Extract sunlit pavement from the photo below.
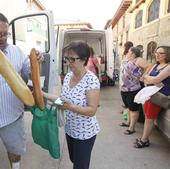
[0,85,170,169]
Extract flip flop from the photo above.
[120,122,129,127]
[124,129,136,135]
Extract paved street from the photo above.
[0,86,170,169]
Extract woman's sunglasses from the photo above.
[63,56,80,63]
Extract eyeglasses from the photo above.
[0,32,11,38]
[64,56,80,63]
[155,52,166,55]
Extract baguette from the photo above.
[0,50,35,106]
[30,48,45,110]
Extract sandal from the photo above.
[124,129,136,135]
[134,139,150,148]
[120,122,129,127]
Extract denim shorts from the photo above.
[121,90,140,111]
[0,116,26,155]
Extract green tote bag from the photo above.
[30,105,60,159]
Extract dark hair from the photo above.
[0,13,8,23]
[130,47,141,58]
[156,46,170,63]
[123,41,133,55]
[62,41,90,66]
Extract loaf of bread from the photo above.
[30,48,45,110]
[0,50,35,106]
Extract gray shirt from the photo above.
[0,44,30,128]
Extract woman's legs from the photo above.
[141,118,154,142]
[66,134,96,169]
[129,111,139,131]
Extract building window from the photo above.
[147,41,157,63]
[168,0,170,13]
[135,10,143,28]
[148,0,160,22]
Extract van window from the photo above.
[9,15,49,54]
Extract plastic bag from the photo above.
[30,106,60,159]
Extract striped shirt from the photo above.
[0,44,30,128]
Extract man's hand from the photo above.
[36,50,44,63]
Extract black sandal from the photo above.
[124,129,136,135]
[134,139,150,148]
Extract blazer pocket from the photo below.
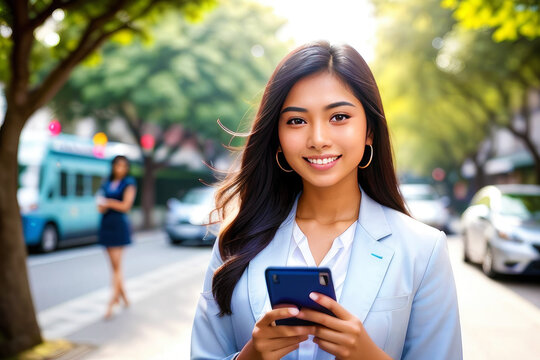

◆ **THE PROBLEM**
Please copy all of the records above line for line, leaving out the pictures.

◆ **EXERCISE OUTPUT**
Extract sunlit pavement from the photo below.
[0,85,170,169]
Extract flip flop from the photo above.
[120,122,129,127]
[124,129,136,135]
Extract paved street from the photo above.
[0,86,170,169]
Extract woman's sunglasses from the photo above.
[63,56,80,63]
Extract eyeglasses from the photo above.
[0,32,11,38]
[64,56,80,63]
[155,52,166,55]
Extract baguette from the photo above.
[0,50,35,106]
[30,48,45,110]
Extract sandal from the photo above.
[124,129,136,135]
[134,139,150,148]
[120,122,129,127]
Extract denim shorts from the photo above.
[121,90,140,111]
[0,116,26,155]
Extract green tote bag from the photo above.
[30,105,60,159]
Extract dark hair from the photo above.
[0,13,8,23]
[130,47,141,58]
[156,46,170,63]
[123,41,133,55]
[62,41,90,66]
Extract loaf of bread from the photo above.
[30,48,45,110]
[0,50,35,106]
Extract gray shirt from the photo above.
[0,44,30,128]
Extract woman's legs from the photo above.
[141,118,154,142]
[66,134,96,169]
[129,111,139,131]
Extract building window from the photo above.
[147,41,157,63]
[168,0,170,13]
[135,10,143,28]
[148,0,160,22]
Extract van window from the photo above.
[9,15,49,54]
Extract plastic bag from the photo above.
[30,106,60,159]
Extract striped shirt from the photo above.
[0,44,30,128]
Extract man's hand from the photo above.
[36,50,44,63]
Extract black sandal from the photo above.
[124,129,136,135]
[134,139,150,148]
Extract blazer pocket from the photo below.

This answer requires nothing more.